-- AIM OF THE TASK --
When you reach the line with "wall with a dot." in the listing below, transcribe it and each line after it up to and including the line with "Phrase: palm tree", exactly and with nothing else.

-- PROVIDED INFORMATION --

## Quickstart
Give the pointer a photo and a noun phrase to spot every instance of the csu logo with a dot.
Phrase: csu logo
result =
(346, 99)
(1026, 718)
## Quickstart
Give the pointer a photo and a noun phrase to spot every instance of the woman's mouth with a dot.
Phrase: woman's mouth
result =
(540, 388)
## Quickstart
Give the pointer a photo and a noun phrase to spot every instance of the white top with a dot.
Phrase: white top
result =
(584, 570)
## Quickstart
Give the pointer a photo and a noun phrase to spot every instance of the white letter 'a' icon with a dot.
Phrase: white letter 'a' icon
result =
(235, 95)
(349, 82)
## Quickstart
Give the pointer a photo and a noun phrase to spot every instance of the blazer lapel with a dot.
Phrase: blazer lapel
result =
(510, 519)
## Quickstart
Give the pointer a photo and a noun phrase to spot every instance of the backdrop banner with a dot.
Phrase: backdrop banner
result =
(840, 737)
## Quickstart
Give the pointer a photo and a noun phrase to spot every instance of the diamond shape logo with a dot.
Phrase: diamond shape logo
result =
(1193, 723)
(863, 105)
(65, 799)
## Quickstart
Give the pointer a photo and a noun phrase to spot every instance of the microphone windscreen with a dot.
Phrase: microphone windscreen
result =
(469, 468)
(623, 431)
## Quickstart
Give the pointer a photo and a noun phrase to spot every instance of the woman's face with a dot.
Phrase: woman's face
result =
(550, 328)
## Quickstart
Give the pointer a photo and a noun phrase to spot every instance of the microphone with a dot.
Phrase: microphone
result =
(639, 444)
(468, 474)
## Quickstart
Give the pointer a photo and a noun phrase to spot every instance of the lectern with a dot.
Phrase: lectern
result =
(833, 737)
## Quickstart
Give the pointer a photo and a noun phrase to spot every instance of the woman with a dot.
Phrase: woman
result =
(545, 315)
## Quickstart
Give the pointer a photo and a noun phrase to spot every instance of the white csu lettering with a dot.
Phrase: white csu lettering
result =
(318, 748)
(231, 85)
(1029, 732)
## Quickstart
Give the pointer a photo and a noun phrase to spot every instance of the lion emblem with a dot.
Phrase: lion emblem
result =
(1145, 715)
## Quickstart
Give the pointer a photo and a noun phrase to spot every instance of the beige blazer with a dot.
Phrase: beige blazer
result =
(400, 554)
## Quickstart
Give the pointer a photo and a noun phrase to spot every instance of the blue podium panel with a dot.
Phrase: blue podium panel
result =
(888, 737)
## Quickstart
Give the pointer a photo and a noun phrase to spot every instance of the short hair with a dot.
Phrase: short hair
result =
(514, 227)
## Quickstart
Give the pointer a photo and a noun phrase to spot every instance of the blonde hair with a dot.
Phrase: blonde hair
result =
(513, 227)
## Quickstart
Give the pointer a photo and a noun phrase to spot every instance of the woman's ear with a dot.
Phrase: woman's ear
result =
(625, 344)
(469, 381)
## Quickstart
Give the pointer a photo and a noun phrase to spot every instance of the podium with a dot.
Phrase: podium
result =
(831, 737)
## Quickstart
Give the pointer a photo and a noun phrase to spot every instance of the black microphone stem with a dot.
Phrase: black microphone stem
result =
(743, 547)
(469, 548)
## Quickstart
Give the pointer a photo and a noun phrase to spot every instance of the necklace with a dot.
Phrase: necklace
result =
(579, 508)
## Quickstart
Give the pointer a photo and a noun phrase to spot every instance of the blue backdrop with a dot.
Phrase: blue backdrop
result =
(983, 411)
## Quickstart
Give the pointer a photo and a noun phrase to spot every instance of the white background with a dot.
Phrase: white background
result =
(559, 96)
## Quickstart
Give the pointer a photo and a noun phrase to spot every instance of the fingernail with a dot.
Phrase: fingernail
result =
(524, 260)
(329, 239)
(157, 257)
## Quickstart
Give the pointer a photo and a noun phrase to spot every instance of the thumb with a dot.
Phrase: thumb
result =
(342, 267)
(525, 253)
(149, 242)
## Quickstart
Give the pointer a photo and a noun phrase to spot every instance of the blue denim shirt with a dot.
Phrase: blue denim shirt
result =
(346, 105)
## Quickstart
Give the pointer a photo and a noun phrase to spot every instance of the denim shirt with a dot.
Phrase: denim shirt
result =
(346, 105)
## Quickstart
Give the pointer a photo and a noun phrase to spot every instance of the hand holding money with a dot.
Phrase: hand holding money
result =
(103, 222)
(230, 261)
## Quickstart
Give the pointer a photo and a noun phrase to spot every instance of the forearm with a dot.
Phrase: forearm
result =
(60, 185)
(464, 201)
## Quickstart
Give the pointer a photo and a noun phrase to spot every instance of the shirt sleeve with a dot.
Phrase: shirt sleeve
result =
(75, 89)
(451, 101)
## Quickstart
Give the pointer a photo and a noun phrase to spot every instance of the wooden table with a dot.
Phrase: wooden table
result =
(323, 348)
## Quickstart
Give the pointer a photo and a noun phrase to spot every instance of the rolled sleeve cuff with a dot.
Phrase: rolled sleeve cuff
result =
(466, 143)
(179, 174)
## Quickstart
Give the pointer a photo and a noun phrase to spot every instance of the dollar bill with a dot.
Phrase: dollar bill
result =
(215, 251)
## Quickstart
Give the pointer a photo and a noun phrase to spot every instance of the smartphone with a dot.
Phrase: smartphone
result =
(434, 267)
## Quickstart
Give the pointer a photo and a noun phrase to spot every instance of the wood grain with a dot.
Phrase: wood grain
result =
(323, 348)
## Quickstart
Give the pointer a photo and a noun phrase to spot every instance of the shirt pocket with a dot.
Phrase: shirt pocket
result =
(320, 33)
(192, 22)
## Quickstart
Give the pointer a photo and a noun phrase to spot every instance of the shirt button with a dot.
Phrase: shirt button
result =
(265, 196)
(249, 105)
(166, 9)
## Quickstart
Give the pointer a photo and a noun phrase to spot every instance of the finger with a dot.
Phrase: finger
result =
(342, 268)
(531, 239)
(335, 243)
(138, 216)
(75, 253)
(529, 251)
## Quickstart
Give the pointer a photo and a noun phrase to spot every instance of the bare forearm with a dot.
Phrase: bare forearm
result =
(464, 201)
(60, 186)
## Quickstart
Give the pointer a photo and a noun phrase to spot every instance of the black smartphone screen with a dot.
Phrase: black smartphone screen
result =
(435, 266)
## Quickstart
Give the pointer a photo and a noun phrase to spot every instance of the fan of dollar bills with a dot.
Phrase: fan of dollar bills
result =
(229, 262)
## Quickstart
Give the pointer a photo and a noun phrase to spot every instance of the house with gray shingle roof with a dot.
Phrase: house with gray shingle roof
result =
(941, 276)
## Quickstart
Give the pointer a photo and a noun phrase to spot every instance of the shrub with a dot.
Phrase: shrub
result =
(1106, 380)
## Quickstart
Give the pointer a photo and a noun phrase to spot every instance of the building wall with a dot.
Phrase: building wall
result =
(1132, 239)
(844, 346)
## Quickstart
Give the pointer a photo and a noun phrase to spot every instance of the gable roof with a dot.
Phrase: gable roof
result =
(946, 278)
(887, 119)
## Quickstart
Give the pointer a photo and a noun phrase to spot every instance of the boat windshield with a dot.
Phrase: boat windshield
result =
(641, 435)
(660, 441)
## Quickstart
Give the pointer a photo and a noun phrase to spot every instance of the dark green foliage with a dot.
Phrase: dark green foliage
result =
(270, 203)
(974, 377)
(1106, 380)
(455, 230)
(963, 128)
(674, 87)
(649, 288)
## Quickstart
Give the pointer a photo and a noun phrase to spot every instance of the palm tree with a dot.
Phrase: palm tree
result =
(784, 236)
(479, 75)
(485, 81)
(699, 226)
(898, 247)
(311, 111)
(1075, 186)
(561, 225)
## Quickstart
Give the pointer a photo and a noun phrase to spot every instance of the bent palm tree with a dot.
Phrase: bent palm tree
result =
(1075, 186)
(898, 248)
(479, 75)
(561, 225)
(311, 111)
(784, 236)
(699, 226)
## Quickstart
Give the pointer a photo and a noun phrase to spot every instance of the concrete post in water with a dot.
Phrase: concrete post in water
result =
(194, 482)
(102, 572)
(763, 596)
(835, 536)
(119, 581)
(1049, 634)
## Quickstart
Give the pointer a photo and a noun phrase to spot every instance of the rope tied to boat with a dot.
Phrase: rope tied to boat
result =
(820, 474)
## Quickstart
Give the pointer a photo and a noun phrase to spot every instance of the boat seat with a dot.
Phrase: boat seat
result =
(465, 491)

-- RESPONSE AREA --
Give the pointer a photo and a noun phrase to spot every instance of the building wall with a dot.
Phrase: building wall
result =
(1132, 239)
(844, 346)
## Quickstart
Give the pointer a photo and a noun phrase to spot every instance of the gable roof with a dot.
Phrase: gable roof
result =
(946, 278)
(887, 119)
## Quickstart
Give the pointer a photo and a noun phrase to spot every instance of the boat windshield with a dot.
Phrase: boat windshield
result =
(641, 435)
(660, 441)
## Quickstart
Give the pointer a photo and a noun phrase to spot every instance of the dark green foliage with a dot.
Phrase: dark green foliage
result =
(270, 203)
(974, 377)
(1106, 380)
(455, 230)
(963, 128)
(674, 87)
(649, 288)
## Quickstart
Give the pointer a photo and a noun phrase to spot every instance of the palm tree with a dot.
Phrase: palm tree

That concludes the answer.